Directions
Transcribe the data below verbatim from the line with "Might I ask you to indicate the treadmill handrail" to the line with "Might I ask you to indicate the gray wall". Include both of those lines.

Collected data entries:
○ ○ ○ ○ ○ ○ ○
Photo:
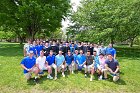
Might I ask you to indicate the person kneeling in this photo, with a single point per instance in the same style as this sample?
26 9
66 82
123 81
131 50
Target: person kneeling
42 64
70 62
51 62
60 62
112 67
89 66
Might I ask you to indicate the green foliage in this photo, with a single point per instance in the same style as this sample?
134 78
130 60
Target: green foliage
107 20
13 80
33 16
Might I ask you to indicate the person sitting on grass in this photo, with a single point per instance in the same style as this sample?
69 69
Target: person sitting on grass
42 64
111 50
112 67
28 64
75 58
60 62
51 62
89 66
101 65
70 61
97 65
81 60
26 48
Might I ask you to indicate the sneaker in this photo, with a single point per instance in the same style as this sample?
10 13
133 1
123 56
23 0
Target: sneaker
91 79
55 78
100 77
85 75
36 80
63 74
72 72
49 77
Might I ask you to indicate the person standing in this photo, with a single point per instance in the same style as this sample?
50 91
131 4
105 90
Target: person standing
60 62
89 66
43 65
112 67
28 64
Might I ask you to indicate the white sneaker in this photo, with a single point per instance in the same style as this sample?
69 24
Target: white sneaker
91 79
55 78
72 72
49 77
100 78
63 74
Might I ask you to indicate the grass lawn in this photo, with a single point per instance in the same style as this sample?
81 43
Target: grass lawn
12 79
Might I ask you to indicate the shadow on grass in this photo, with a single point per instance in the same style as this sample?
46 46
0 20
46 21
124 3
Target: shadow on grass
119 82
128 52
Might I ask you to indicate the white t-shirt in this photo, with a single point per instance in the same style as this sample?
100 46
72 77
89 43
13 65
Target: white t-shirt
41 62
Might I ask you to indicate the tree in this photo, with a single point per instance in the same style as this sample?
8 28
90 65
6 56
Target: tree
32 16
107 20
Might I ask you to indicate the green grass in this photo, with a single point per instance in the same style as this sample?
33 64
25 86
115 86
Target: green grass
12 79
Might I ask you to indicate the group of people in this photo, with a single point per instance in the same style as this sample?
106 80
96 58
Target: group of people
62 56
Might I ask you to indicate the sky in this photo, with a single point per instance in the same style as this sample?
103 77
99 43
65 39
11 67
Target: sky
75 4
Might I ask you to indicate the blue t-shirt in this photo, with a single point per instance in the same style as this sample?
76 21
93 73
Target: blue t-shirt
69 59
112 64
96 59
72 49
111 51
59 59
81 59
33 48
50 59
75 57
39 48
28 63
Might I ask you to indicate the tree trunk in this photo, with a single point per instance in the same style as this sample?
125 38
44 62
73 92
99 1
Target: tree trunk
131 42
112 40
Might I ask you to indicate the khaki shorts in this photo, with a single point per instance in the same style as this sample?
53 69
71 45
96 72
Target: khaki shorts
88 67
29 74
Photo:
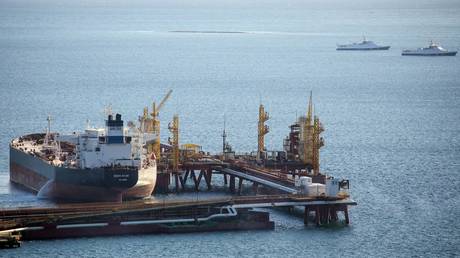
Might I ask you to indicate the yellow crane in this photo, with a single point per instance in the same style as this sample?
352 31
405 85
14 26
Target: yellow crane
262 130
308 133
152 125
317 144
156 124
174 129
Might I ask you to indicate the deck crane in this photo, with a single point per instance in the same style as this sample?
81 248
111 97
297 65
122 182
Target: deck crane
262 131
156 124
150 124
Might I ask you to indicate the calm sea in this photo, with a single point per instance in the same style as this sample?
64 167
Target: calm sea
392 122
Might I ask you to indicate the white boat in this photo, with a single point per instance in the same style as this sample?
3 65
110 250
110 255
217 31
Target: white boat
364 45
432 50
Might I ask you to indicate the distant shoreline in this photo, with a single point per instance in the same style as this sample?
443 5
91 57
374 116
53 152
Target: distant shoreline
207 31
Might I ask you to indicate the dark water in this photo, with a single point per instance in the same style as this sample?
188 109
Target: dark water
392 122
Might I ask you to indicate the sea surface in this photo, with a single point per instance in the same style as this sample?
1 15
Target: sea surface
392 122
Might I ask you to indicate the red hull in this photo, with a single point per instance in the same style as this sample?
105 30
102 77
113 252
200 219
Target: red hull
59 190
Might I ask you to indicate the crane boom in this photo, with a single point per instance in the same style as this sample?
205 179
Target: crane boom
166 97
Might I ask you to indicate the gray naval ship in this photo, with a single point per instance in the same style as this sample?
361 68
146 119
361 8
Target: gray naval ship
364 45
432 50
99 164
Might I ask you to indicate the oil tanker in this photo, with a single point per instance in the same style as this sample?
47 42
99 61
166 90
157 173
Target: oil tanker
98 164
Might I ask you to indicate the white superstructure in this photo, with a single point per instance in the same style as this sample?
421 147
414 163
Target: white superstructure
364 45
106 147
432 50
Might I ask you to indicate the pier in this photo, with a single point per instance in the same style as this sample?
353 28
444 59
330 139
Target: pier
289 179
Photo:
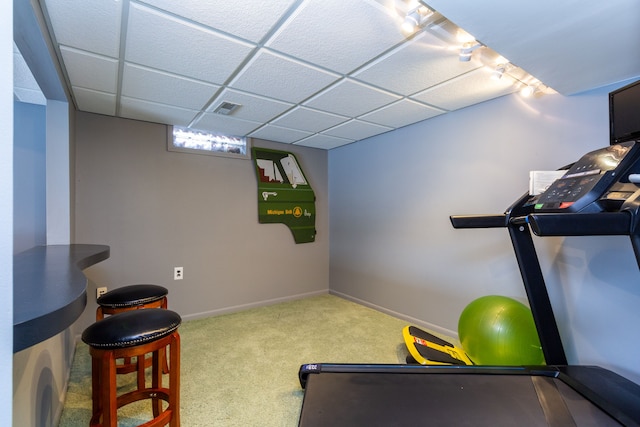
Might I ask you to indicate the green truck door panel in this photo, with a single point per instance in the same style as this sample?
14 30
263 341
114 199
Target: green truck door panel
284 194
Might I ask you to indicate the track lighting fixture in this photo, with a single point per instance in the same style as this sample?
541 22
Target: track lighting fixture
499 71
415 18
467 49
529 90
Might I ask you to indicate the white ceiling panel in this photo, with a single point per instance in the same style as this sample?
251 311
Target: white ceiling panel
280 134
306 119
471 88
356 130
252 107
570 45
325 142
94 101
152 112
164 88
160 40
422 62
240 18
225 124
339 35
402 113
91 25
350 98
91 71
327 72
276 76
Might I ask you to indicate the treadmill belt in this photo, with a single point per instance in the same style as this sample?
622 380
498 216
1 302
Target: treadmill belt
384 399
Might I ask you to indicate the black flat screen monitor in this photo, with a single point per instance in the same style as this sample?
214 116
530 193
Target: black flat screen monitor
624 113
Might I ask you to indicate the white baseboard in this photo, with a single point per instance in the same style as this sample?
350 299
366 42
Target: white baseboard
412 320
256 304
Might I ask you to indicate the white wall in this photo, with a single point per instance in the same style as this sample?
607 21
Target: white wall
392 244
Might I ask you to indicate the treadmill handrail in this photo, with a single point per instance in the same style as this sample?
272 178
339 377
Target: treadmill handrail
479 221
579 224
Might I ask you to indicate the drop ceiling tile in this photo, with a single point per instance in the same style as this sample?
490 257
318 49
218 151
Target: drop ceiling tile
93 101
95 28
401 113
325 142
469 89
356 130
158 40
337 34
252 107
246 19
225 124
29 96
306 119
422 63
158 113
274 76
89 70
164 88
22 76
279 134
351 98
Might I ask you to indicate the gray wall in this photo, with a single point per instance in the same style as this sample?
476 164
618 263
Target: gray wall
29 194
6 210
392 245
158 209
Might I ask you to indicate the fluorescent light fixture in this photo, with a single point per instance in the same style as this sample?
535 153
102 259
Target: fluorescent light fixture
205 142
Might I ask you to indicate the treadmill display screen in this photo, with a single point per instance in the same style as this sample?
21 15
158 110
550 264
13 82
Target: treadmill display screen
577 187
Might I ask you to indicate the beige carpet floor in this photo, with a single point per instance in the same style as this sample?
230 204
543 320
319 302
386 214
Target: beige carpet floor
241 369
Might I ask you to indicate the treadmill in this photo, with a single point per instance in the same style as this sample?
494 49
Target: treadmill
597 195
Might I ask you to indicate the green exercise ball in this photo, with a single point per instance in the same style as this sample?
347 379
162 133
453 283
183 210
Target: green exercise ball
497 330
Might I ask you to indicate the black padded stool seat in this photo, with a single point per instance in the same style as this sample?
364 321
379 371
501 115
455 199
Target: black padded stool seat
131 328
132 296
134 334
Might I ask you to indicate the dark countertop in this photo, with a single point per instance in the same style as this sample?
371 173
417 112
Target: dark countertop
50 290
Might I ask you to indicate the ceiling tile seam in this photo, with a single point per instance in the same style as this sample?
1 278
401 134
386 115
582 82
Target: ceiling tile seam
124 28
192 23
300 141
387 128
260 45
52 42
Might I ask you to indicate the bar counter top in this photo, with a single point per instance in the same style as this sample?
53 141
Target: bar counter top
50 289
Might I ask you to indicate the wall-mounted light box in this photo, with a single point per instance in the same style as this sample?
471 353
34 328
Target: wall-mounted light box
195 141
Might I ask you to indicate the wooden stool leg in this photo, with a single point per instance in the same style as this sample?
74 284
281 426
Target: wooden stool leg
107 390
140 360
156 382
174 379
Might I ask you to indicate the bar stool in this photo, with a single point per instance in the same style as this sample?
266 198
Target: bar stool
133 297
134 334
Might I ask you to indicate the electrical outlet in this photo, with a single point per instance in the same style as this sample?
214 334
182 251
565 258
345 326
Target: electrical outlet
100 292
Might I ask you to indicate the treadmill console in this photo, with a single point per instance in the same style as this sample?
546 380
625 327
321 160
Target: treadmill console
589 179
○ ○ ○ ○ ○ ○ ○
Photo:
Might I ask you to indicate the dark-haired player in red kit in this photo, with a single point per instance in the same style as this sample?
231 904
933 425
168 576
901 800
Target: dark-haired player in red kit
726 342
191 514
○ ○ ○ ○ ○ ○ ○
Answer for the task
Might I ask you to indicate the treadmill handrail in this photo, with a single point per instance in the same style as this sample?
272 178
339 377
Target: treadmill handrail
479 221
579 224
Might I ask you to indicate the drop ceiling tile in this photo, with a single point per instance in the same style as this sample?
490 257
318 49
218 151
Target: drop ceiling tile
93 101
95 28
401 113
325 142
469 89
356 130
158 40
337 34
252 107
246 19
225 124
29 96
306 119
422 63
158 113
274 76
89 70
164 88
22 76
279 134
351 98
Might I ask you to indicate the gray wall in this photo, with a single point per instance in the same style as this sample?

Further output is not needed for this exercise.